_Work task 1_.
Answer these from the student loan passage:
(a) What share of people with student loan debt told the Bankrate survey they would do something differently to avoid debt?
(b) According to Foster, what is the SAVE plan based on?
(c) In Foster's example, how much could an American who invests $200 a month starting at age 22 earn by age 70?
_Work task 2_. From the student loan passage, pull out the stretch from "Bankrate analyst Sarah" through "the same thing.", copying it word for word.

+++ Reading passage +++

Student loan payments have been on pause for more than three years, but that’s over. Interest started accruing on your debt this month, and next month you have to start making payments. Taking on tens of thousands of dollars of debt for college can affect your financial decisions for years to come.
In a Bankrate survey, two thirds of those with student loan debt said that given the choice, they would do something differently to avoid getting in debt. While 59 percent of borrowers with a degree say education has bolstered their income and careers, just as many say they’ve been forced to delay a significant financial decision.
Bankrate analyst Sarah Foster recently wrote about the issue. She says The White House has made changes that could significantly lower your monthly payment.
“So, the SAVE plan is a new income-driven repayment plan,” said Foster. “It’s based on how much money Americans make, and the Biden administration has said that it’s the cheapest option out there so far. And the reason why is it shields more of your income from being calculated as discretionary.”
And if the money is counted as necessary not discretionary, your payments will be lower. The new formula takes inflation into account.
So, with the help of Bankrate, here’s Deanna’s Do List:
• Log into your account and find out who your servicer is. It may have changed during the pandemic.
• Find the right payment plan for your situation and apply quickly. There may be a backlog since so many others will be doing the same thing.
• And never sacrifice your long-term goals to pay off the debt more quickly. Your retirement savings is likely earning compound interest. Foster gives the following example: An American who puts $200 into an investing account a month starting at age 22 could earn as much as $1.2 million by the time they’re 70, assuming an 8 percent annual return, Bankrate calculations show. That falls to about $703,000 if Americans can only afford to contribute half of that amount for their first 20 years of investing, assuming that’s how long it takes them to pay off their debt.

+++ Data supplied +++

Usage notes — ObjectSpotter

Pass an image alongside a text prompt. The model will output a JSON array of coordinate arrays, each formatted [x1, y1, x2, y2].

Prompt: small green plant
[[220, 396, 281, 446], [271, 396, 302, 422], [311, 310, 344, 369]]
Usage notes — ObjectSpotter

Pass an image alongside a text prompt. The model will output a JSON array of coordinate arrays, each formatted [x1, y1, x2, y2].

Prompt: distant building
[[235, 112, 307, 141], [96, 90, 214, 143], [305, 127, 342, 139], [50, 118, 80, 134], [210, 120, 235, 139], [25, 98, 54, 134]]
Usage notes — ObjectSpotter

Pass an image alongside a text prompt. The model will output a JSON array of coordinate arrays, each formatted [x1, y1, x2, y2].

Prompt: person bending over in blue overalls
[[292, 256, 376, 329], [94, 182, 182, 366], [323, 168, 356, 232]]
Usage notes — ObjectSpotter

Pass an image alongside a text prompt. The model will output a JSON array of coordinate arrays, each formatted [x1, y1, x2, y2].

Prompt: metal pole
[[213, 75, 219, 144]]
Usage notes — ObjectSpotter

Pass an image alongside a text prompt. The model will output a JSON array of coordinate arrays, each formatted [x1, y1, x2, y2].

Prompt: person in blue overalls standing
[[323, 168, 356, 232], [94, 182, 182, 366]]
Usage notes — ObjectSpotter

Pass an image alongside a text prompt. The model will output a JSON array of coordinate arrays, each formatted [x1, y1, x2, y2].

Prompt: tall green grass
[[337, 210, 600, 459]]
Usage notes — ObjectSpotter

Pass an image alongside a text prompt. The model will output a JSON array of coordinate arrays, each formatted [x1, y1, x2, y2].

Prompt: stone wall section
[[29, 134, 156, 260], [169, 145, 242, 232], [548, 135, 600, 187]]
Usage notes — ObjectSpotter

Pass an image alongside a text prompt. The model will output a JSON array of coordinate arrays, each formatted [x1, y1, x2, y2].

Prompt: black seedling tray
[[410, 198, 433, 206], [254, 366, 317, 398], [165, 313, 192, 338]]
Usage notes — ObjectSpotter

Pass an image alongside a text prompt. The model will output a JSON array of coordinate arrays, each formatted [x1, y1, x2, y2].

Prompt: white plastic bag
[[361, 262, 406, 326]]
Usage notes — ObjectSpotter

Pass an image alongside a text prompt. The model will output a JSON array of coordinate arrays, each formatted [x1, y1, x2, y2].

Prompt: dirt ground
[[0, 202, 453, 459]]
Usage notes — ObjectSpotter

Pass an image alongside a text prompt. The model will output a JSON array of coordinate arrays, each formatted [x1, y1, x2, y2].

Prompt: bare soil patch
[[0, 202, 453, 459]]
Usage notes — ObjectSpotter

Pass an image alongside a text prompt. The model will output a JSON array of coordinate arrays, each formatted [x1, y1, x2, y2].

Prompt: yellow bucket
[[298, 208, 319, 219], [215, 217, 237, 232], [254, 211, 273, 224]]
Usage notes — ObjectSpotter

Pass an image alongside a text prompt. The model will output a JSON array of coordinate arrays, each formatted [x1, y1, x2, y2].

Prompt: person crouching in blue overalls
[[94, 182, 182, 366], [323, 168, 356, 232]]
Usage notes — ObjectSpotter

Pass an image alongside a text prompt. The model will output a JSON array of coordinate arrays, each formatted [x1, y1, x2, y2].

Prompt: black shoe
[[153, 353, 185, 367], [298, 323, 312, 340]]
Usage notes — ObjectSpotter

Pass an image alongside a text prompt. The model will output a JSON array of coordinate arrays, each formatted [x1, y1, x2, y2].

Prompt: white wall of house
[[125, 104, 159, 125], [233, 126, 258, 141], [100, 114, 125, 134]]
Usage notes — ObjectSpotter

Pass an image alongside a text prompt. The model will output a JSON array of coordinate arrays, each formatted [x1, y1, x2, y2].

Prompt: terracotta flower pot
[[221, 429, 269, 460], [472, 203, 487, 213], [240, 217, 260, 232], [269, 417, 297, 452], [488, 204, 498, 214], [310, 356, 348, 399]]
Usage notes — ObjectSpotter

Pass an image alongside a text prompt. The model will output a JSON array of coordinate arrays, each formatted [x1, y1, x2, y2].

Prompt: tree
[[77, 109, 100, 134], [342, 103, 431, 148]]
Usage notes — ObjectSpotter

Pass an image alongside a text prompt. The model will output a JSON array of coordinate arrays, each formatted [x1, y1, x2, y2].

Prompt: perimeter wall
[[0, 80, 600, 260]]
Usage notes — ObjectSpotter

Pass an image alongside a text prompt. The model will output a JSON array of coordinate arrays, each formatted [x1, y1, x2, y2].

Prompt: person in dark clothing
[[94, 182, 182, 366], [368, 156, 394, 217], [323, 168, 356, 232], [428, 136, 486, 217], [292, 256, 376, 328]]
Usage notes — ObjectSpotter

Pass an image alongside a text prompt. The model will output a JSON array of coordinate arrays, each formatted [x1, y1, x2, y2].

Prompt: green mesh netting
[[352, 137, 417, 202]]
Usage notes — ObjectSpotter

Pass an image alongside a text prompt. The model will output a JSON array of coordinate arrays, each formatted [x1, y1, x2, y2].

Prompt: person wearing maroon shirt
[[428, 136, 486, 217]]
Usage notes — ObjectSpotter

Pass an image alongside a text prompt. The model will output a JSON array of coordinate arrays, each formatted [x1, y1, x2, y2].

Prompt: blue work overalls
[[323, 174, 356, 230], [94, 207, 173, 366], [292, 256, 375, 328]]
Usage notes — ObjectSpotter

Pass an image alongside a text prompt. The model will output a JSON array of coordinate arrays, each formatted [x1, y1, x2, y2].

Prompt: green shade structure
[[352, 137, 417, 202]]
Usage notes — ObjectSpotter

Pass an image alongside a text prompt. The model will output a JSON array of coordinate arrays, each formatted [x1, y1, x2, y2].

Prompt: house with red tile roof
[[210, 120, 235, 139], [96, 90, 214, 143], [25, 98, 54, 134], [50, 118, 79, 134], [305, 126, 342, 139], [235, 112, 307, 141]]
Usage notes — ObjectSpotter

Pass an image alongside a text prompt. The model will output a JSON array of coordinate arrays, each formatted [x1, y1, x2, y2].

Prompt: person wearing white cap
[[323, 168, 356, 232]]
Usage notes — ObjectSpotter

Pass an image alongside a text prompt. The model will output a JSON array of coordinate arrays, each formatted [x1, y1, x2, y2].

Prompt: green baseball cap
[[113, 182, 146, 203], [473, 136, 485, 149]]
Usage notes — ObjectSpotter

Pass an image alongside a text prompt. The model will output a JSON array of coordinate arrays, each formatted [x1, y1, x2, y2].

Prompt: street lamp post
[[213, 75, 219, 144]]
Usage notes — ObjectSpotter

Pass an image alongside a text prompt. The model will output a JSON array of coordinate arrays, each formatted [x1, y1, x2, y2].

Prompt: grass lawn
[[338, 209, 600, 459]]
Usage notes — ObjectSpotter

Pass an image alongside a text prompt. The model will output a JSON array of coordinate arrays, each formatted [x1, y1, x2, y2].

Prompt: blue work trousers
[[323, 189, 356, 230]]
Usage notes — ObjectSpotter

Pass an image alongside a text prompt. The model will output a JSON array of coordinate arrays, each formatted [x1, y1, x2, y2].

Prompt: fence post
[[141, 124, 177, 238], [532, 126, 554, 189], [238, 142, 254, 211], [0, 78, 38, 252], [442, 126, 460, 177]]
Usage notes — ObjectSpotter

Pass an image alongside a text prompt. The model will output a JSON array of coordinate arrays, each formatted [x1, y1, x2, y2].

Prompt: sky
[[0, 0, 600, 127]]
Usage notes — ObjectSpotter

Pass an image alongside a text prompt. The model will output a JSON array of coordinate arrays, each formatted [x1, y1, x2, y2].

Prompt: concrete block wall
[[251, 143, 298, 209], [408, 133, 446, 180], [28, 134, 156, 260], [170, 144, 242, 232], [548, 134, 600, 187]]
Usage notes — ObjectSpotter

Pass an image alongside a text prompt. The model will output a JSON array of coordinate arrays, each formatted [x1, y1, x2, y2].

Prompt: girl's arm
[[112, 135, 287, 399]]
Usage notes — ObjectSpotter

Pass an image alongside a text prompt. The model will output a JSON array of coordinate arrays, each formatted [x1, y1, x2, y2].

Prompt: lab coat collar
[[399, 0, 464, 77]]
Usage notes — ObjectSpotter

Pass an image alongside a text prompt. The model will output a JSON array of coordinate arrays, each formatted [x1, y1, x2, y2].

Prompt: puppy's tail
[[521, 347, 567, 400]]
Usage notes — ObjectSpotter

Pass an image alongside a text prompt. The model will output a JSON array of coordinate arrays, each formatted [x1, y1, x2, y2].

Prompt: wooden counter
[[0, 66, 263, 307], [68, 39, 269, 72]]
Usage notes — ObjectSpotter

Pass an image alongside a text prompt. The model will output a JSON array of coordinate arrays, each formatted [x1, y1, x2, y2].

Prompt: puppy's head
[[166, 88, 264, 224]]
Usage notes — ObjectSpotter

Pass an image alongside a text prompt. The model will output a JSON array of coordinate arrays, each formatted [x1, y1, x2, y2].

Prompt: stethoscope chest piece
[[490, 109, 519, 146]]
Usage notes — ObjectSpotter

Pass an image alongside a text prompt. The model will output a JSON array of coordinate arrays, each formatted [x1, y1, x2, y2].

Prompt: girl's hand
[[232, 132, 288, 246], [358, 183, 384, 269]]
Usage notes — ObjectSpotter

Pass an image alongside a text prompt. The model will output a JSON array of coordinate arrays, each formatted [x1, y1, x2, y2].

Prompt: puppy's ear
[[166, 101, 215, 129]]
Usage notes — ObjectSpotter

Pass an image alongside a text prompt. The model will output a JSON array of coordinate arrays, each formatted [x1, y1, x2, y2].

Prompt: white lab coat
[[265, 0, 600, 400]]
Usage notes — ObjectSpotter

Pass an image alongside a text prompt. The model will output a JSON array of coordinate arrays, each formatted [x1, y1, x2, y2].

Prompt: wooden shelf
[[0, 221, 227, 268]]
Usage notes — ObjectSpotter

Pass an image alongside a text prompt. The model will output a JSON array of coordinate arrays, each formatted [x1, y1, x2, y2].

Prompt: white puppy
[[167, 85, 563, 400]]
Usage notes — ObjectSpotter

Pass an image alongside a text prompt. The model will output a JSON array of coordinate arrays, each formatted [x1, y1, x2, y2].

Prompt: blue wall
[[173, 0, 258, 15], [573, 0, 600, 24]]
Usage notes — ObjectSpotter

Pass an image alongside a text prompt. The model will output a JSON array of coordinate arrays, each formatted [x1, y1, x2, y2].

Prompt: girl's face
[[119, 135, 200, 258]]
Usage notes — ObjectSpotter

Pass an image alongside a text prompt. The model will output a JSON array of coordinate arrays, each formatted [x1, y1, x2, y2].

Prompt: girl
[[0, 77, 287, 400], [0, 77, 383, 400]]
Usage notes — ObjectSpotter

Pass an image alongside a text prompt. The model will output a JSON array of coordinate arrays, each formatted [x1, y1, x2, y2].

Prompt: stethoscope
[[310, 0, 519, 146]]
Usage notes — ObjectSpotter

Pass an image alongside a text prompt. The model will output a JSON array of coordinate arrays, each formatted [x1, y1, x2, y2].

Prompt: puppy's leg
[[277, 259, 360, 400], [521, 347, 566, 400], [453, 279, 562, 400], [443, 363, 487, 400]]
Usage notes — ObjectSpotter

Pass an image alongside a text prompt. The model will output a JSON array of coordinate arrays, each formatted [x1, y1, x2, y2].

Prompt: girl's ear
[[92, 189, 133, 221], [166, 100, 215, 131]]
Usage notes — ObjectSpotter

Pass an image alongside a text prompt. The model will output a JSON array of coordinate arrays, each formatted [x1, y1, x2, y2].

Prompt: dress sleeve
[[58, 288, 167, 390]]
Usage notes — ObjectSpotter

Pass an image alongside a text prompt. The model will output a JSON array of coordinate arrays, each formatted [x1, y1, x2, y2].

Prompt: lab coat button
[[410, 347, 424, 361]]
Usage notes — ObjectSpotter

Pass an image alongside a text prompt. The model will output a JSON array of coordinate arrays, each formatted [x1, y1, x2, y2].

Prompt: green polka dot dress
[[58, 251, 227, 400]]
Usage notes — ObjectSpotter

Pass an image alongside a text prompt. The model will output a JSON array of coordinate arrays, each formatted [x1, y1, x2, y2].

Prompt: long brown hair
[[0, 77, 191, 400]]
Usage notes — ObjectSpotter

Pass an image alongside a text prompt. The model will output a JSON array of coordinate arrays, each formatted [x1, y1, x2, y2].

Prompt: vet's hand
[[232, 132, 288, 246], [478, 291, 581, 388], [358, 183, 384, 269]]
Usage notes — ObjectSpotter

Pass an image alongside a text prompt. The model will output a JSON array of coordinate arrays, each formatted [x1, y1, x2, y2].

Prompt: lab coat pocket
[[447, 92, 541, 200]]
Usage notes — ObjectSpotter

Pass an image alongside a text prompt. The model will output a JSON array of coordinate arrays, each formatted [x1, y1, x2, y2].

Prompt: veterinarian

+++

_Answer section 1_.
(a) Two thirds.
(b) How much money Americans make.
(c) As much as $1.2 million, assuming an 8 percent annual return.

_Answer section 2_.
Bankrate analyst Sarah Foster recently wrote about the issue. She says The White House has made changes that could significantly lower your monthly payment.
“So, the SAVE plan is a new income-driven repayment plan,” said Foster. “It’s based on how much money Americans make, and the Biden administration has said that it’s the cheapest option out there so far. And the reason why is it shields more of your income from being calculated as discretionary.”
And if the money is counted as necessary not discretionary, your payments will be lower. The new formula takes inflation into account.
So, with the help of Bankrate, here’s Deanna’s Do List:
• Log into your account and find out who your servicer is. It may have changed during the pandemic.
• Find the right payment plan for your situation and apply quickly. There may be a backlog since so many others will be doing the same thing.